Task to carry out:
Word for word, restate every line from the one with "Target: overhead catenary wire" through the end of the records below, both included, and add nothing.

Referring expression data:
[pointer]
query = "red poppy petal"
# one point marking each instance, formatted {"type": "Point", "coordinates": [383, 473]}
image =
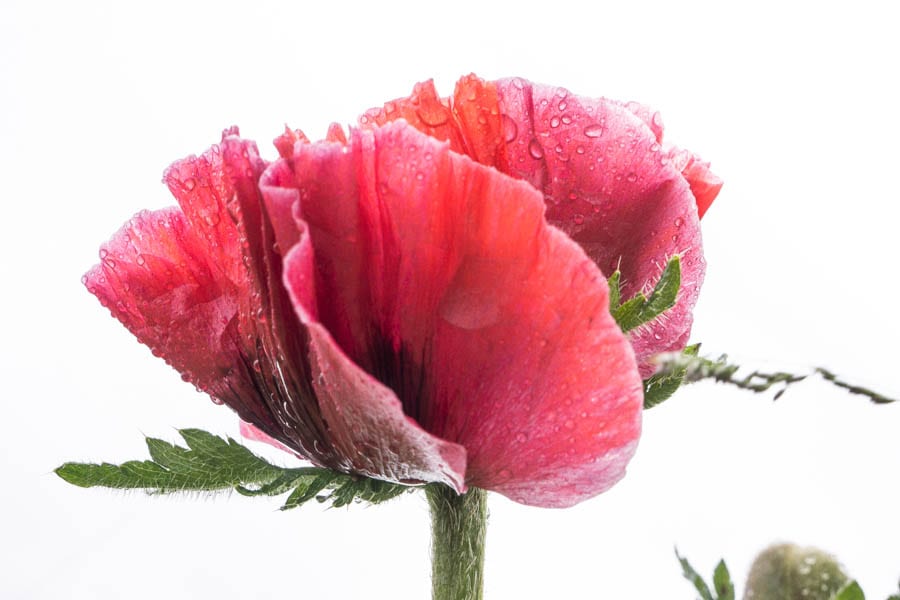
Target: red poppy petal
{"type": "Point", "coordinates": [607, 181]}
{"type": "Point", "coordinates": [424, 110]}
{"type": "Point", "coordinates": [251, 432]}
{"type": "Point", "coordinates": [611, 187]}
{"type": "Point", "coordinates": [487, 324]}
{"type": "Point", "coordinates": [155, 279]}
{"type": "Point", "coordinates": [705, 184]}
{"type": "Point", "coordinates": [365, 419]}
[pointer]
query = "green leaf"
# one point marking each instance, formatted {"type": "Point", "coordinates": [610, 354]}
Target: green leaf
{"type": "Point", "coordinates": [697, 368]}
{"type": "Point", "coordinates": [210, 463]}
{"type": "Point", "coordinates": [722, 582]}
{"type": "Point", "coordinates": [851, 591]}
{"type": "Point", "coordinates": [615, 289]}
{"type": "Point", "coordinates": [640, 309]}
{"type": "Point", "coordinates": [691, 575]}
{"type": "Point", "coordinates": [660, 387]}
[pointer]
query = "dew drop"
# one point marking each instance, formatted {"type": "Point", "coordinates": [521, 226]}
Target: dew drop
{"type": "Point", "coordinates": [433, 117]}
{"type": "Point", "coordinates": [593, 131]}
{"type": "Point", "coordinates": [510, 130]}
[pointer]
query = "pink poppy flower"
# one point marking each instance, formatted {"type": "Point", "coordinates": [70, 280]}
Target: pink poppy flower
{"type": "Point", "coordinates": [607, 178]}
{"type": "Point", "coordinates": [383, 305]}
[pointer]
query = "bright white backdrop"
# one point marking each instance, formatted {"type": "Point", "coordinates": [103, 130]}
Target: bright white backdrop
{"type": "Point", "coordinates": [796, 107]}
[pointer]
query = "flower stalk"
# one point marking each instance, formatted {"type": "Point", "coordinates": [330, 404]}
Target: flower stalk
{"type": "Point", "coordinates": [458, 527]}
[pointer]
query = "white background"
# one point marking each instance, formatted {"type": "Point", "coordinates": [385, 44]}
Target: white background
{"type": "Point", "coordinates": [797, 109]}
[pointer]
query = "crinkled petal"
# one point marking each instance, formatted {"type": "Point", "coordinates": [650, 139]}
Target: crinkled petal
{"type": "Point", "coordinates": [195, 285]}
{"type": "Point", "coordinates": [611, 188]}
{"type": "Point", "coordinates": [442, 280]}
{"type": "Point", "coordinates": [366, 423]}
{"type": "Point", "coordinates": [607, 181]}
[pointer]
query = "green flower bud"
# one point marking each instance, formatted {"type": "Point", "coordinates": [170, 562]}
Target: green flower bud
{"type": "Point", "coordinates": [788, 572]}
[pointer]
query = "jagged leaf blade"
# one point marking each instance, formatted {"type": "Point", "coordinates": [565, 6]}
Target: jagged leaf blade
{"type": "Point", "coordinates": [210, 463]}
{"type": "Point", "coordinates": [660, 387]}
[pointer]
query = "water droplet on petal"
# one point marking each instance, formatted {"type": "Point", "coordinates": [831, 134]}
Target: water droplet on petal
{"type": "Point", "coordinates": [510, 130]}
{"type": "Point", "coordinates": [433, 116]}
{"type": "Point", "coordinates": [593, 130]}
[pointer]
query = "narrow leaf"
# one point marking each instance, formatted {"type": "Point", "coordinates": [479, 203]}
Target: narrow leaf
{"type": "Point", "coordinates": [641, 309]}
{"type": "Point", "coordinates": [851, 591]}
{"type": "Point", "coordinates": [722, 582]}
{"type": "Point", "coordinates": [615, 290]}
{"type": "Point", "coordinates": [691, 575]}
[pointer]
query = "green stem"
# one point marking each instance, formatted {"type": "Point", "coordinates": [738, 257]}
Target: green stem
{"type": "Point", "coordinates": [458, 526]}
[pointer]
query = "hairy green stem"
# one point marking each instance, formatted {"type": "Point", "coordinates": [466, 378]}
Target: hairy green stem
{"type": "Point", "coordinates": [458, 527]}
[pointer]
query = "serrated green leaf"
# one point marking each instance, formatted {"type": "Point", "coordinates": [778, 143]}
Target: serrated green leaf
{"type": "Point", "coordinates": [615, 290]}
{"type": "Point", "coordinates": [660, 387]}
{"type": "Point", "coordinates": [307, 491]}
{"type": "Point", "coordinates": [640, 309]}
{"type": "Point", "coordinates": [722, 582]}
{"type": "Point", "coordinates": [691, 575]}
{"type": "Point", "coordinates": [851, 591]}
{"type": "Point", "coordinates": [211, 463]}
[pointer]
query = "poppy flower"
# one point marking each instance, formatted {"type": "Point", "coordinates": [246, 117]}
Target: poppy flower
{"type": "Point", "coordinates": [608, 179]}
{"type": "Point", "coordinates": [395, 304]}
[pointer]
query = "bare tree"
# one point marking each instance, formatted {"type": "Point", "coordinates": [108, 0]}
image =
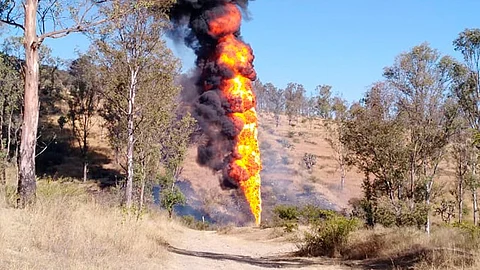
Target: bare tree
{"type": "Point", "coordinates": [334, 132]}
{"type": "Point", "coordinates": [83, 103]}
{"type": "Point", "coordinates": [466, 88]}
{"type": "Point", "coordinates": [420, 85]}
{"type": "Point", "coordinates": [129, 50]}
{"type": "Point", "coordinates": [39, 20]}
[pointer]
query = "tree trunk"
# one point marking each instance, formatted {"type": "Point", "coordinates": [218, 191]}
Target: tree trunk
{"type": "Point", "coordinates": [474, 195]}
{"type": "Point", "coordinates": [131, 139]}
{"type": "Point", "coordinates": [3, 164]}
{"type": "Point", "coordinates": [460, 199]}
{"type": "Point", "coordinates": [475, 207]}
{"type": "Point", "coordinates": [427, 202]}
{"type": "Point", "coordinates": [85, 152]}
{"type": "Point", "coordinates": [85, 170]}
{"type": "Point", "coordinates": [412, 182]}
{"type": "Point", "coordinates": [342, 175]}
{"type": "Point", "coordinates": [26, 181]}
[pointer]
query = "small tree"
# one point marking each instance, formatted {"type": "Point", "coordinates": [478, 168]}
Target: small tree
{"type": "Point", "coordinates": [133, 59]}
{"type": "Point", "coordinates": [171, 195]}
{"type": "Point", "coordinates": [83, 103]}
{"type": "Point", "coordinates": [334, 132]}
{"type": "Point", "coordinates": [309, 160]}
{"type": "Point", "coordinates": [324, 101]}
{"type": "Point", "coordinates": [294, 95]}
{"type": "Point", "coordinates": [39, 20]}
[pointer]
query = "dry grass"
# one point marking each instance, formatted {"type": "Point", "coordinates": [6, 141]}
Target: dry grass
{"type": "Point", "coordinates": [404, 248]}
{"type": "Point", "coordinates": [68, 229]}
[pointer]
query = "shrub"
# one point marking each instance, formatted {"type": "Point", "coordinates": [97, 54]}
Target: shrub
{"type": "Point", "coordinates": [195, 224]}
{"type": "Point", "coordinates": [286, 160]}
{"type": "Point", "coordinates": [309, 160]}
{"type": "Point", "coordinates": [285, 143]}
{"type": "Point", "coordinates": [311, 214]}
{"type": "Point", "coordinates": [286, 216]}
{"type": "Point", "coordinates": [328, 237]}
{"type": "Point", "coordinates": [311, 142]}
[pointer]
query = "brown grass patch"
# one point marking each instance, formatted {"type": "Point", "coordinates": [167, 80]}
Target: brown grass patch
{"type": "Point", "coordinates": [67, 228]}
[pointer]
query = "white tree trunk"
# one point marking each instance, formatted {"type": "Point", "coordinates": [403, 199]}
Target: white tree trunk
{"type": "Point", "coordinates": [26, 181]}
{"type": "Point", "coordinates": [131, 138]}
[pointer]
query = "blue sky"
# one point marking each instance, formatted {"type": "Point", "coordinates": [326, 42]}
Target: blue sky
{"type": "Point", "coordinates": [343, 43]}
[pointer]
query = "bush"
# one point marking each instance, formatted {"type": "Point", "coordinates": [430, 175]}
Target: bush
{"type": "Point", "coordinates": [311, 214]}
{"type": "Point", "coordinates": [309, 160]}
{"type": "Point", "coordinates": [195, 224]}
{"type": "Point", "coordinates": [286, 216]}
{"type": "Point", "coordinates": [286, 160]}
{"type": "Point", "coordinates": [285, 143]}
{"type": "Point", "coordinates": [328, 237]}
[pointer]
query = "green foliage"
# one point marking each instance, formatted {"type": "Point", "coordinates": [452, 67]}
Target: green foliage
{"type": "Point", "coordinates": [309, 160]}
{"type": "Point", "coordinates": [327, 237]}
{"type": "Point", "coordinates": [286, 216]}
{"type": "Point", "coordinates": [286, 144]}
{"type": "Point", "coordinates": [192, 223]}
{"type": "Point", "coordinates": [389, 215]}
{"type": "Point", "coordinates": [170, 195]}
{"type": "Point", "coordinates": [287, 212]}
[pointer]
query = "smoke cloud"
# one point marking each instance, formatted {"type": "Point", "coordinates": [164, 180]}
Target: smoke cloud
{"type": "Point", "coordinates": [192, 25]}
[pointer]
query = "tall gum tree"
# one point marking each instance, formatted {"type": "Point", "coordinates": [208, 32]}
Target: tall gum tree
{"type": "Point", "coordinates": [40, 20]}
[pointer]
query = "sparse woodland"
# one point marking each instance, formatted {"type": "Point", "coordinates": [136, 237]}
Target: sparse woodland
{"type": "Point", "coordinates": [414, 139]}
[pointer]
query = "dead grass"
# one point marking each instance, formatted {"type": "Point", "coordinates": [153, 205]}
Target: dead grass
{"type": "Point", "coordinates": [406, 248]}
{"type": "Point", "coordinates": [68, 229]}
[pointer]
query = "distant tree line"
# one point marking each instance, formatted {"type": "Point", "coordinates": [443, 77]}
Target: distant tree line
{"type": "Point", "coordinates": [424, 115]}
{"type": "Point", "coordinates": [125, 83]}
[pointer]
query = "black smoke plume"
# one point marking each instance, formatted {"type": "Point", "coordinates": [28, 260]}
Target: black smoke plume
{"type": "Point", "coordinates": [190, 19]}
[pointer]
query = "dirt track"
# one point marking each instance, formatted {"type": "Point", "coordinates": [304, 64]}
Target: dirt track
{"type": "Point", "coordinates": [242, 248]}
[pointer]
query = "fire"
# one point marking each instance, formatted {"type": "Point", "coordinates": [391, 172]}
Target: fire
{"type": "Point", "coordinates": [237, 57]}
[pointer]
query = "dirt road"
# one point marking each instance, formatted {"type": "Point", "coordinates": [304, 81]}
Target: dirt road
{"type": "Point", "coordinates": [241, 248]}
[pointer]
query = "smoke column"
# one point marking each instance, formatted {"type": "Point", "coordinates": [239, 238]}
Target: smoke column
{"type": "Point", "coordinates": [225, 108]}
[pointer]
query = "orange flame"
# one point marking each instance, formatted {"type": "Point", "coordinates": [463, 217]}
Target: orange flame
{"type": "Point", "coordinates": [236, 56]}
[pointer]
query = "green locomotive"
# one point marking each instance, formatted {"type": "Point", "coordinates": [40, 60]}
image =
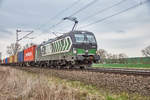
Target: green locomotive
{"type": "Point", "coordinates": [73, 49]}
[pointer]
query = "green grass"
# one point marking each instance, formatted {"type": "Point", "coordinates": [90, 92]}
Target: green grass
{"type": "Point", "coordinates": [122, 65]}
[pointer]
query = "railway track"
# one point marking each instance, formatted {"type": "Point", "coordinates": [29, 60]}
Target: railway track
{"type": "Point", "coordinates": [113, 79]}
{"type": "Point", "coordinates": [126, 71]}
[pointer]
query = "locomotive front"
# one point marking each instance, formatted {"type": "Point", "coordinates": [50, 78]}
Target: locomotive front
{"type": "Point", "coordinates": [84, 47]}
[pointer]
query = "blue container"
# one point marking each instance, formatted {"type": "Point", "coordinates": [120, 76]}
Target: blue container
{"type": "Point", "coordinates": [20, 56]}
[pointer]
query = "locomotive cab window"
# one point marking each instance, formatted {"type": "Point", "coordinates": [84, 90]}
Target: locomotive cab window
{"type": "Point", "coordinates": [79, 37]}
{"type": "Point", "coordinates": [90, 38]}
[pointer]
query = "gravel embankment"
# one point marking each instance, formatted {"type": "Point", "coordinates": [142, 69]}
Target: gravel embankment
{"type": "Point", "coordinates": [112, 82]}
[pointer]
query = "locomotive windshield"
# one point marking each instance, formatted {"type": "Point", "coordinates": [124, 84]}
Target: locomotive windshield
{"type": "Point", "coordinates": [88, 38]}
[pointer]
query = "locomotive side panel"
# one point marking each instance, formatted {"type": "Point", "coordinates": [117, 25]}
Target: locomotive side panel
{"type": "Point", "coordinates": [29, 54]}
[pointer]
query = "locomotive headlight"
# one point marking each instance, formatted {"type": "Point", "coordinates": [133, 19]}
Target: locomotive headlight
{"type": "Point", "coordinates": [74, 51]}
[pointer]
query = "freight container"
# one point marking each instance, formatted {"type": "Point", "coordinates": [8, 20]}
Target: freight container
{"type": "Point", "coordinates": [20, 57]}
{"type": "Point", "coordinates": [29, 54]}
{"type": "Point", "coordinates": [15, 58]}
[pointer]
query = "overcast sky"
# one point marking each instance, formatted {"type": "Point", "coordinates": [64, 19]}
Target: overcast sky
{"type": "Point", "coordinates": [127, 33]}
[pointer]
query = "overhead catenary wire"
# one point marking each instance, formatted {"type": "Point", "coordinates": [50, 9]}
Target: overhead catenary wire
{"type": "Point", "coordinates": [84, 7]}
{"type": "Point", "coordinates": [115, 14]}
{"type": "Point", "coordinates": [78, 11]}
{"type": "Point", "coordinates": [61, 12]}
{"type": "Point", "coordinates": [103, 10]}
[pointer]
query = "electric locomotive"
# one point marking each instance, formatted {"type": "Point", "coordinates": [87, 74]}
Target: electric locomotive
{"type": "Point", "coordinates": [73, 49]}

Finished exercise:
Target: overhead catenary wire
{"type": "Point", "coordinates": [84, 7]}
{"type": "Point", "coordinates": [115, 14]}
{"type": "Point", "coordinates": [78, 11]}
{"type": "Point", "coordinates": [61, 12]}
{"type": "Point", "coordinates": [103, 10]}
[pointer]
query = "electric locomotive"
# one point marking each instance, formatted {"type": "Point", "coordinates": [87, 74]}
Target: electric locomotive
{"type": "Point", "coordinates": [73, 49]}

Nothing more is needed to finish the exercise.